■ QUOTED PASSAGE
There are lots of great things about being a mystery writer, but one of the best is watching people’s reactions when you tell them that you kill people for fun. Most mystery lovers are in on the joke, but it’s fun when someone’s eyes go wide as they wonder whether or not you’re actually dangerous.
The good news is, you don’t have to write a mystery novel to be mysterious. Here are some strategies that anyone can employ to keep a co-worker guessing or get neighbors to keep their distance.
Speak with a faint accent. Just enough so that the person you’re talking to isn’t sure if you have an accent or not and would feel rude asking. If they do ask, say no and quickly change the subject.
Wear a cape. Dr. Strange. Dracula. Harry Potter. Goldy Gopher. They all understand the power of the cape. There’s no telling what you could be doing under there.
Collect unidentifiable things in jars. (I still have flashbacks to the glassed-in case along the back wall of science class.) When someone nervously asks you what’s in the jars, offer them tea by way of response.

■ INFORMATION SHOWN
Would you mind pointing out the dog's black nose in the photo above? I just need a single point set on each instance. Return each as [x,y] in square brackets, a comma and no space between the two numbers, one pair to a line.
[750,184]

■ PROBLEMS AND TASKS
1/ Name every cape wearer mentioned in the text about seeming mysterious.
2/ Carry the text about seeming mysterious further, picking up after its final sentence.

■ EXERCISE ANSWERS
1/ Dr. Strange, Dracula, Harry Potter, Goldy Gopher

2/
Trade in your Toyota Corolla. My neighbor’s boyfriend drives an oversized windowless van that had everyone talking as soon as he moved in. Some people thought a family was living in it. Others thought he was selling drugs out of it. Turns out he was using it for an office. Not the van type? Get a Batmobile.
Have a nontraditional pet. Walk a rooster on a leash. (I actually saw a guy doing this once in Miami!) Insist on taking your naked mole rat everywhere you go. Carry your iguana around on your shoulder and baby talk to him. This is guaranteed to simultaneously attract attention and cause people to keep a wide berth.
Sleep in a coffin. This requires a higher level of dedication to the cause. It’s also a good way to get rid of unwanted suitors. (Warning: could actually attract even-more-unwanted suitors.) A quick search yielded an actual coffin bed on Amazon; I encourage you to go there, read the reviews, and leave your own.
Work on your evil laugh. End conversations with a hearty “Mwa-ha-ha.” It’s clichéd, but super effective.
Readers, what’s the weirdest thing you’ve ever witnessed someone else do? Oh, and also? Mwa-ha-ha.
Some of these are awesome. I routinely tell others I kill people for fun and profit. The reactions vary – and are quite amusing.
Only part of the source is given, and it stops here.